[Material for the task Boundary: Start]

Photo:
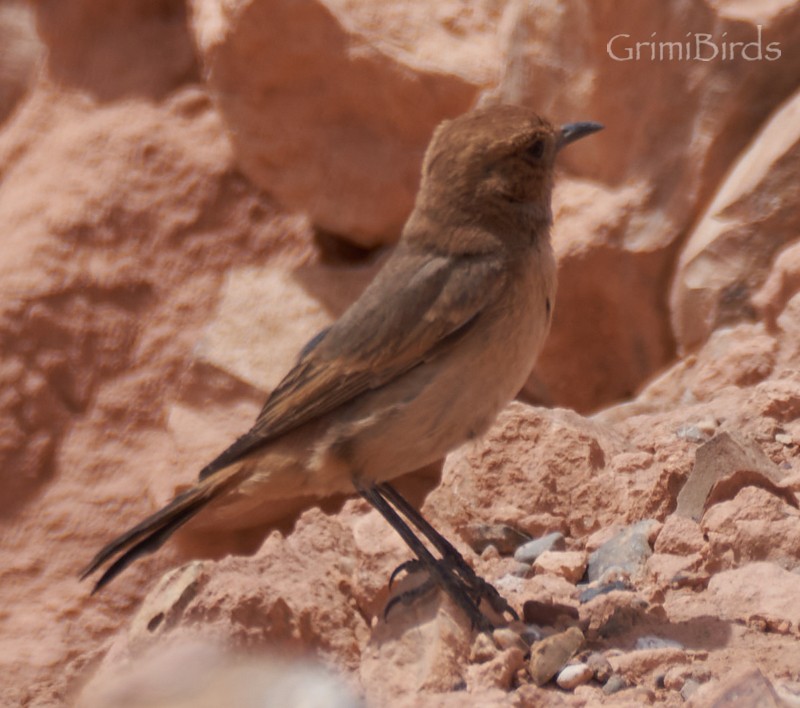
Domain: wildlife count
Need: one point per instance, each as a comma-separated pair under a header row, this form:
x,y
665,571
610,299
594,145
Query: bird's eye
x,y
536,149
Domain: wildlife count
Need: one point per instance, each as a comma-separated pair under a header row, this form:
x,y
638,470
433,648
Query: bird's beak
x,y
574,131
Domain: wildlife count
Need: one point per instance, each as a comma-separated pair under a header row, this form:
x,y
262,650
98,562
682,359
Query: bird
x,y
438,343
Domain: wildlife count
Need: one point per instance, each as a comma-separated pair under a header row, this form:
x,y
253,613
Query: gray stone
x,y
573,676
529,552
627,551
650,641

[Material for the task Boundary: End]
[Material for the task Boundary: Start]

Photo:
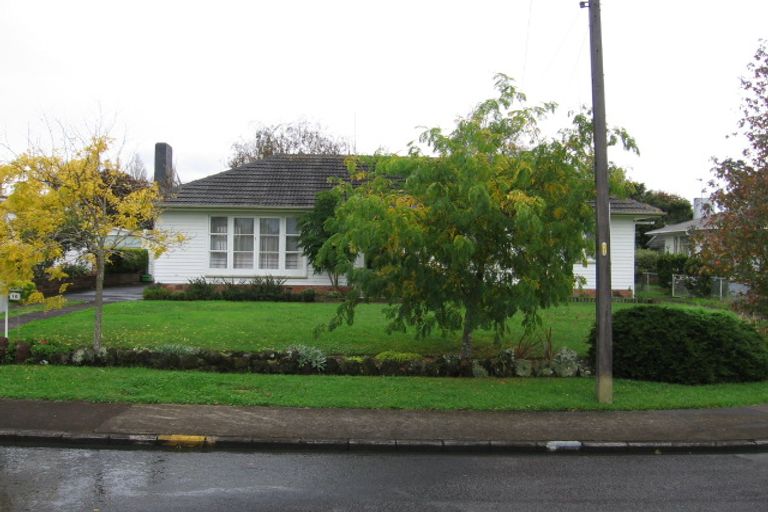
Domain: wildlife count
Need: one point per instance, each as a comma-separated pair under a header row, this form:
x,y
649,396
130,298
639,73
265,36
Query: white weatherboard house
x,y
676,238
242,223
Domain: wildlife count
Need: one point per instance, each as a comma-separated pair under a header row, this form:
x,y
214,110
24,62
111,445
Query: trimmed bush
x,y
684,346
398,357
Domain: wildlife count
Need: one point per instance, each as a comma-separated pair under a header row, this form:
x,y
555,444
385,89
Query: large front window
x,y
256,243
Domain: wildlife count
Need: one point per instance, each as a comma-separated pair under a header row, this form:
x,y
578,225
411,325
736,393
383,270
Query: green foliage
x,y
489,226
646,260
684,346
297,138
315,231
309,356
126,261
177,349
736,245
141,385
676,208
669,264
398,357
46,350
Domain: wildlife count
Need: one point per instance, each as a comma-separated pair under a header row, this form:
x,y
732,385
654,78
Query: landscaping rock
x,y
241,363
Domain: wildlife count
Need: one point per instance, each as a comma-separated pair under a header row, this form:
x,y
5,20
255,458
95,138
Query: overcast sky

[Material for the task Boundary: End]

- Your objective:
When you reach the line containing "Query: trimmed bush" in the data above, start copying exactly, and stop after the line containing "Query: overcast sky".

- Written solution:
Query: trimmed bush
x,y
684,346
398,357
Domain: wildlife count
Need: one point per instance, each as a comma-separated pair under a header row, this form:
x,y
555,444
385,89
Query: large front window
x,y
256,243
Domain: wildlife count
Need: one point per instance, each as a comma-separated pair under a header row, this form:
x,y
578,225
411,325
736,393
383,270
Query: green foliage
x,y
489,226
646,260
684,346
297,138
315,231
309,356
126,261
177,349
736,245
141,385
676,208
669,264
398,357
46,350
Domain: wildlife count
Need: one point per instance, each as a comma-separated pair under a header row, this form:
x,y
732,385
654,78
Query: landscaping rock
x,y
241,363
Domain: wildlife count
Need: one point per instance, each as a comma-separated pair under a header row, this form:
x,y
5,20
255,458
95,138
Query: overcast sky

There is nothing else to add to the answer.